## Texto do documento
((

O Sr. Presidente: — Está reaberta a sessão.

Eram 17 horas e 15 minutos.

O Sr. Presidente: — Vai ler-se o artigo 1.° do parecer n.° 736.

Foi lido na Mesa.

Foi admitida a proposta do Sr. João Camoesas.

Proposta de substituição

Proponho que o § 2.° do artigo 1.° do parecer em discussão seja substituído pelo seguinte:

§ 2.° O produto dêste adicional será pelo tesoureiro de finanças do concelho depositado na delegação, filial ou agência da Caixa Económica Portuguesa, à ordem da comissão municipal de assistência a que se relerem os artigos 50.° e seguintes do decreto de 25 de Maio de 1911. A distribuição respectiva será feita pela referida comissão na proporção dos encargos a descoberto de cada um dos organismos ou institutos de assistência do concelho, ficando sujeita a fiscalização superior e susceptível de recurso para o Ministro do Trabalho.— João Camoesas.

O Sr. Almeida Ribeiro: — Sr.Presidente: pedi a palavra para mandar para a Mesa uma emenda à proposta do Sr. João Camoesas.

É lida e admitida a seguinte:

Emenda

Proponho que as palavras «com recurso para o Ministro do Trabalho» da proposta do Sr. João Camoesas sejam substituídas pelas seguintes: «com recurso para a comissão executiva do Conselho Nacional de Assistência».— Almeida Ribeiro.

O Sr. Carvalho da Silva:—Sr. Presidente: tem êste lado da Câmara o maior desejo de que se atenda à situação verdadeiramente desgraçada em que se encontram as Misericórdias; mas não é êste o melhor processo de conseguirmos êsse fim, o processo de lançamento de novos impostos.

))

Entradas retiradas de uma coleção

((

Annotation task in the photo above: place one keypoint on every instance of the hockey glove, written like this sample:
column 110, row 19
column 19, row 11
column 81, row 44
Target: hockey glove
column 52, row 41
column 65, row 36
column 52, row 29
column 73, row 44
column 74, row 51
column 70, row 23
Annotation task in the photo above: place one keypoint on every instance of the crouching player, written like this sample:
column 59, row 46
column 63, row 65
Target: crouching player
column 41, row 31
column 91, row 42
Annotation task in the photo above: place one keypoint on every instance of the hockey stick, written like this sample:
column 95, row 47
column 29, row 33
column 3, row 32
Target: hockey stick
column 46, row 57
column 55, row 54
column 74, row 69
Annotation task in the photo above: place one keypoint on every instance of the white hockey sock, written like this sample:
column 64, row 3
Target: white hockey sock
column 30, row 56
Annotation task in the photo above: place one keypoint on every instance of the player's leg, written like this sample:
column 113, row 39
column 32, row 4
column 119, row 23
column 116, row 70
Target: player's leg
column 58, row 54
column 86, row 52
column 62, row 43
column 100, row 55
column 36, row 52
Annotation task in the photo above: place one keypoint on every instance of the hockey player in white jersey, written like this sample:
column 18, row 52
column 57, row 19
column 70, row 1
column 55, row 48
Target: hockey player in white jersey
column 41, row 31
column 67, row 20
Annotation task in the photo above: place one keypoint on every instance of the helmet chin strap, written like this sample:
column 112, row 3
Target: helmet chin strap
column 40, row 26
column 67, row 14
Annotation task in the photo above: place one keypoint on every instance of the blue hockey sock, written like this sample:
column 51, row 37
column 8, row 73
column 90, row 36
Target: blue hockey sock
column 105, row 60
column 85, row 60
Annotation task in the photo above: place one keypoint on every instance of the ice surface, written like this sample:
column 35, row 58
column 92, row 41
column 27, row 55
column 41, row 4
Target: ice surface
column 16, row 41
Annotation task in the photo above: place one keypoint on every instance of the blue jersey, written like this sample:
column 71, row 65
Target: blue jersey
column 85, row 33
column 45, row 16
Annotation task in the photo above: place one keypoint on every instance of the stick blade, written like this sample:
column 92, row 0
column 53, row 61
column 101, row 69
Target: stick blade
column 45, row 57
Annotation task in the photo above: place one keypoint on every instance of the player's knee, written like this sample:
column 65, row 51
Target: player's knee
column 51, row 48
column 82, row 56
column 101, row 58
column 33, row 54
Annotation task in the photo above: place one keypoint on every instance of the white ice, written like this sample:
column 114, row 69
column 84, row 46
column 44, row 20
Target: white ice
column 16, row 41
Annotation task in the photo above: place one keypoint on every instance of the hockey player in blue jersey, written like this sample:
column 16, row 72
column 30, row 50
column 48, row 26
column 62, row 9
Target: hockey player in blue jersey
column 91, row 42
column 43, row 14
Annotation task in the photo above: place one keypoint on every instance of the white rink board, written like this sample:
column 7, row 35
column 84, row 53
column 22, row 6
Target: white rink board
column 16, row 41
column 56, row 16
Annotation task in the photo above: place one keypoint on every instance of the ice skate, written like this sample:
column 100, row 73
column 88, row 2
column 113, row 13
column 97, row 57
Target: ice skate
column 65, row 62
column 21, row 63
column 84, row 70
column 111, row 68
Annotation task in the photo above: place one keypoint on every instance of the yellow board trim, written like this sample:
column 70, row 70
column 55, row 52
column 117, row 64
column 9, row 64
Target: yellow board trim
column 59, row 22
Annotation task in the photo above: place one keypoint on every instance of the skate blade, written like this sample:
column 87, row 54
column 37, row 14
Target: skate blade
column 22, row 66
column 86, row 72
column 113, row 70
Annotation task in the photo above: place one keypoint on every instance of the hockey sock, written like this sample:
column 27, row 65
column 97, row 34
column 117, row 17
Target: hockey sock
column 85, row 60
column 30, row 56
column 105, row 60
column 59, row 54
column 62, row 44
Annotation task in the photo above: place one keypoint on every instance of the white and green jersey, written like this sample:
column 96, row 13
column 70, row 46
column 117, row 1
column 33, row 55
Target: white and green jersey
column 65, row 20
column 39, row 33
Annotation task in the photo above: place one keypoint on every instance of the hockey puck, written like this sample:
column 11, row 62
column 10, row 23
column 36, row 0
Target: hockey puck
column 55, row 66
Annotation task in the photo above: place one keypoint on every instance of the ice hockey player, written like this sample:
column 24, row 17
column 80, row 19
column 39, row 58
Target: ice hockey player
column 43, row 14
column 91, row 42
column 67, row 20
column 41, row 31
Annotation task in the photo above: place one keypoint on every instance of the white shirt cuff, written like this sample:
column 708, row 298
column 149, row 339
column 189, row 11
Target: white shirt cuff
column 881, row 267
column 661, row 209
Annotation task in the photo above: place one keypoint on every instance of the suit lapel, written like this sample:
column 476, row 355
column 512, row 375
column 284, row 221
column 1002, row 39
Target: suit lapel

))

## Pedidos
**A)** No texto da sessão, a que horas foi reaberta a sessão?
**B)** Devolva, tal como aparece no texto da sessão, o trecho que começa nas palavras que contêm "Eram 17 horas" e termina em "Trabalho.— João Camoesas.".
**C)** Traduza para inglês esta frase do texto da sessão: "Foi admitida a proposta do Sr. João Camoesas."

## Respostas por ordem
**A)** Às 17 horas e 15 minutos.

**B)**
Eram 17 horas e 15 minutos.

O Sr. Presidente: — Vai ler-se o artigo 1.° do parecer n.° 736.

Foi lido na Mesa.

Foi admitida a proposta do Sr. João Camoesas.

Proposta de substituição

Proponho que o § 2.° do artigo 1.° do parecer em discussão seja substituído pelo seguinte:

§ 2.° O produto dêste adicional será pelo tesoureiro de finanças do concelho depositado na delegação, filial ou agência da Caixa Económica Portuguesa, à ordem da comissão municipal de assistência a que se relerem os artigos 50.° e seguintes do decreto de 25 de Maio de 1911. A distribuição respectiva será feita pela referida comissão na proporção dos encargos a descoberto de cada um dos organismos ou institutos de assistência do concelho, ficando sujeita a fiscalização superior e susceptível de recurso para o Ministro do Trabalho.— João Camoesas.

**C)** Mr. João Camoesas's proposal was admitted.